Sudan rivals agree way out of north-south crisis
KHARTOUM, Saturday, (AFP)
Sudanese leaders have agreed on a way out of the worst crisis so far
in the implementation of a 2005 peace deal that ended the two-decade
civil war between north and south, a southern official said on Saturday.
President Omar al-Beshir reached agreement with southern leader Salva
Kiir, who is also first vice president, late Friday that all provisions
of the Comprehensive Peace Agreement would now be implemented by the end
of the year, Luka Piong, a minister in the southern regional government,
told reporters.
Southern ministers who quit the national unity government in Khartoum
on September 11 in protest at slow progress in implementing the
agreement would return to their jobs once the necessary steps had been
taken to carry out the new deal, Piong added.
"We want this return (to the government) to be made at a ceremony
which will mark the relaunch of implementation of the Comprehensive
Peace Agreement," he said.

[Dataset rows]
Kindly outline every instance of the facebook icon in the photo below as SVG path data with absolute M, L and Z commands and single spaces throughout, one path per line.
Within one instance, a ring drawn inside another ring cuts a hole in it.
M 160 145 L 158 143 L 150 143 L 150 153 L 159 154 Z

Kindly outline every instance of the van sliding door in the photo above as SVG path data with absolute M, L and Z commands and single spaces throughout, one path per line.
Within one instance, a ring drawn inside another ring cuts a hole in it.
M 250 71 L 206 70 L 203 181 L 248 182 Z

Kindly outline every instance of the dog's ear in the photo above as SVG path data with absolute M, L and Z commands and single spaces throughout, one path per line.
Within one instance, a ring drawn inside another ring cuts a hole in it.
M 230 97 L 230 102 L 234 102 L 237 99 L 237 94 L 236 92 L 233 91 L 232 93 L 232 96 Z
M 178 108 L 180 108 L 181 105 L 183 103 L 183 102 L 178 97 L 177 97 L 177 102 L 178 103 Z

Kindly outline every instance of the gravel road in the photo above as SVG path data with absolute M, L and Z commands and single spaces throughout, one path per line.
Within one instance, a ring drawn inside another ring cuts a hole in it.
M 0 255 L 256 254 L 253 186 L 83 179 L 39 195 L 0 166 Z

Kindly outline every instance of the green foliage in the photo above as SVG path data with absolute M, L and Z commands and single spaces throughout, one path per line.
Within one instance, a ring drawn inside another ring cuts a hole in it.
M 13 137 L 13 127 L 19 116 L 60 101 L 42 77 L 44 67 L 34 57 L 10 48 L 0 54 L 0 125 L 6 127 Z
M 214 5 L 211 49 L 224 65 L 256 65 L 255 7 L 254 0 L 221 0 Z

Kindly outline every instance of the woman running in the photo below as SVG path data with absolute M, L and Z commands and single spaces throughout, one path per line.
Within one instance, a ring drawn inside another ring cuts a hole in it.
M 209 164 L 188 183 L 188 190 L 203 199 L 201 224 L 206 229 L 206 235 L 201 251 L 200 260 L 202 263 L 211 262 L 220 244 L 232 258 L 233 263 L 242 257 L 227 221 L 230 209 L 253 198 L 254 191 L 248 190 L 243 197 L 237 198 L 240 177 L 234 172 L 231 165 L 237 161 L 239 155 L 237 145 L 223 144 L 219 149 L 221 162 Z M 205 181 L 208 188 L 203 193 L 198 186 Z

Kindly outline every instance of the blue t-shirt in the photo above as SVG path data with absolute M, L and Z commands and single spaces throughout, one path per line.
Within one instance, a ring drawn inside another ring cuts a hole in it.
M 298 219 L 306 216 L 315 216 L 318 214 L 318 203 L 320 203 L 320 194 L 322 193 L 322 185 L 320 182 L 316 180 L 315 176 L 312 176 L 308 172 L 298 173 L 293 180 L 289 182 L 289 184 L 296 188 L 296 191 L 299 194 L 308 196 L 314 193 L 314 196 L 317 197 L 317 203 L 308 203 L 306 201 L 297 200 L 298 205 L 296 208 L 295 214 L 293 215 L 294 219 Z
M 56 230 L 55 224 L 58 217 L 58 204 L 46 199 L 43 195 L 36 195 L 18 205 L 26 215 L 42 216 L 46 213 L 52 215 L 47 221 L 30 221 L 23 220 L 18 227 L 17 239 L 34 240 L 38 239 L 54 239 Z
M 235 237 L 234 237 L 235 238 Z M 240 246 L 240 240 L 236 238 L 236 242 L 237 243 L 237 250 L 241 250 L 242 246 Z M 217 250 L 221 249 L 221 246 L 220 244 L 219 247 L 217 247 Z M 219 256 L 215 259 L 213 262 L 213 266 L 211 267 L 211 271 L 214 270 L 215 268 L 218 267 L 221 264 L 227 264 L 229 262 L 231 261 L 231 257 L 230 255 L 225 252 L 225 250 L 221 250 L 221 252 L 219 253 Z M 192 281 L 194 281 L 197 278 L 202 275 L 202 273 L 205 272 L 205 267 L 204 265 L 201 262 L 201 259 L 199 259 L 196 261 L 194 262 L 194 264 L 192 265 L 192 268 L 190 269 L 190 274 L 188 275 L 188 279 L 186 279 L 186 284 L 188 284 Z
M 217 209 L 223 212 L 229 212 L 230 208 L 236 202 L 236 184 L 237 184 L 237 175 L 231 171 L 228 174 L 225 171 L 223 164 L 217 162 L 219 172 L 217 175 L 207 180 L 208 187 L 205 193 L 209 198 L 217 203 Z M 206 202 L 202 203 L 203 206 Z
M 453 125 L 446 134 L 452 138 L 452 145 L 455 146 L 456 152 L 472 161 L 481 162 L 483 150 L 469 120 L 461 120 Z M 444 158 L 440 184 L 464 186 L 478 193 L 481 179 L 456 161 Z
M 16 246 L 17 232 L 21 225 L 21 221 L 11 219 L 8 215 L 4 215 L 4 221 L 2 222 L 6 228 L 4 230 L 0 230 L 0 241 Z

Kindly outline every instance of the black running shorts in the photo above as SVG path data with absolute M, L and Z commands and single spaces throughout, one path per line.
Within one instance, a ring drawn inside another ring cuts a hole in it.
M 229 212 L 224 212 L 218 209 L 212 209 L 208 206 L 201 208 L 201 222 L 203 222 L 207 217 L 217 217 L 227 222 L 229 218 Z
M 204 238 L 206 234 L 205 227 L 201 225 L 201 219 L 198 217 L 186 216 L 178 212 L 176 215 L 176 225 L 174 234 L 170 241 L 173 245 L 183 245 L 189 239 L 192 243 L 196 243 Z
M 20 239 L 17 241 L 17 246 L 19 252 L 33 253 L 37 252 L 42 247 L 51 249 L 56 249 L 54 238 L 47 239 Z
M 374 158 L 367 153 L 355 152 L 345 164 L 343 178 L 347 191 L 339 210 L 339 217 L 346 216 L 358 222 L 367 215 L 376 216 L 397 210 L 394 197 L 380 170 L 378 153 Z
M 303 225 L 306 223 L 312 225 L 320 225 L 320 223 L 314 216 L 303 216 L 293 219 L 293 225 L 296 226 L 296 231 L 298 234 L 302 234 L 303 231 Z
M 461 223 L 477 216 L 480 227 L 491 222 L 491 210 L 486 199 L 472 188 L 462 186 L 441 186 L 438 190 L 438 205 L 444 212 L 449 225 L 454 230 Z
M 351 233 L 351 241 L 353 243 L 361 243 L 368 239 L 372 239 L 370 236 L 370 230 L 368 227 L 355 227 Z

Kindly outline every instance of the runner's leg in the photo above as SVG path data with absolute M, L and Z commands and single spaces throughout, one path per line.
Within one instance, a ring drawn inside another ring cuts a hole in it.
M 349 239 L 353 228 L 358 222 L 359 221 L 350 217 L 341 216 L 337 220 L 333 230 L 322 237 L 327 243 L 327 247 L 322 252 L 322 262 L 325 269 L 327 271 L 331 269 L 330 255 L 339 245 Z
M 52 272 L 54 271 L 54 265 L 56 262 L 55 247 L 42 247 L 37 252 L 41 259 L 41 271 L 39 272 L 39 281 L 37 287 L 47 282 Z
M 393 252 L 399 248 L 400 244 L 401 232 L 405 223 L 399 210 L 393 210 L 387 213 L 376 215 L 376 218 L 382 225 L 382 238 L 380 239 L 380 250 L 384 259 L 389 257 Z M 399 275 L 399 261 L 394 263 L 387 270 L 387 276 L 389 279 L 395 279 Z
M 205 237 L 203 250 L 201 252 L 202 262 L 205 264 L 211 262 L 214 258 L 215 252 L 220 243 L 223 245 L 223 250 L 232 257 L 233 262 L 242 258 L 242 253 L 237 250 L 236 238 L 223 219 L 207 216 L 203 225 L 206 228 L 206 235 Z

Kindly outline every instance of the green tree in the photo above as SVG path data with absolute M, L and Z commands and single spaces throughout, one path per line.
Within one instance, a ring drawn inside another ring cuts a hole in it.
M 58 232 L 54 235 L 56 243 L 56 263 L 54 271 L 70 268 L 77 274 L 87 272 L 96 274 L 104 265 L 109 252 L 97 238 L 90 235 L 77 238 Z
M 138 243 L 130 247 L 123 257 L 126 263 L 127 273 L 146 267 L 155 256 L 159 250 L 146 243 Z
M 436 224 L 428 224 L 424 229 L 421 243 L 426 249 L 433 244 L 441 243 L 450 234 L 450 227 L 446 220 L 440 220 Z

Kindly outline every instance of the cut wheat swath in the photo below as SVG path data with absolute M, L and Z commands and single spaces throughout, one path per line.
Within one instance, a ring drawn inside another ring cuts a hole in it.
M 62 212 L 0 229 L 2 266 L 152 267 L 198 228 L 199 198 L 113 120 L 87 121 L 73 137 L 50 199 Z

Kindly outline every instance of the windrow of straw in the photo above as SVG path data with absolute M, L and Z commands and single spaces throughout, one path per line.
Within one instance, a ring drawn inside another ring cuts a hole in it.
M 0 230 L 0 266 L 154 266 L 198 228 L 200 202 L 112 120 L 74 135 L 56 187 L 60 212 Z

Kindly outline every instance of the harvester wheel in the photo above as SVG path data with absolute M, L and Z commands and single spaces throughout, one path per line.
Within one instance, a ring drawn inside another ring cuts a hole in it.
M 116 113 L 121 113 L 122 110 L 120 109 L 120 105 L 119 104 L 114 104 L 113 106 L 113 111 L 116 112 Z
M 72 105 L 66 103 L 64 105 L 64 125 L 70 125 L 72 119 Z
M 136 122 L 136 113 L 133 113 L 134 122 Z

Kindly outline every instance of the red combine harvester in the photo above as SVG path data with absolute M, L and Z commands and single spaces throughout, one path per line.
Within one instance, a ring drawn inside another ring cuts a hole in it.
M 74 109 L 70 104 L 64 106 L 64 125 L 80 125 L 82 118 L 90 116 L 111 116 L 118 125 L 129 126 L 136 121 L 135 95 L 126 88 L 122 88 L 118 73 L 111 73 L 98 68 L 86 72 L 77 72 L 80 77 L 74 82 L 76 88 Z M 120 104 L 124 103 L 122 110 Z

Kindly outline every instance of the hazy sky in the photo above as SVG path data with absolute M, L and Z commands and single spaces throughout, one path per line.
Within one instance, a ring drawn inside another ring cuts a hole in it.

* _STATED PROBLEM_:
Repeat word for word the part of the Sudan news report between "Sudanese leaders have" and "told reporters.", inclusive. These dataset rows have no connection to the news report about Sudan.

* _WRITTEN SOLUTION_:
Sudanese leaders have agreed on a way out of the worst crisis so far
in the implementation of a 2005 peace deal that ended the two-decade
civil war between north and south, a southern official said on Saturday.
President Omar al-Beshir reached agreement with southern leader Salva
Kiir, who is also first vice president, late Friday that all provisions
of the Comprehensive Peace Agreement would now be implemented by the end
of the year, Luka Piong, a minister in the southern regional government,
told reporters.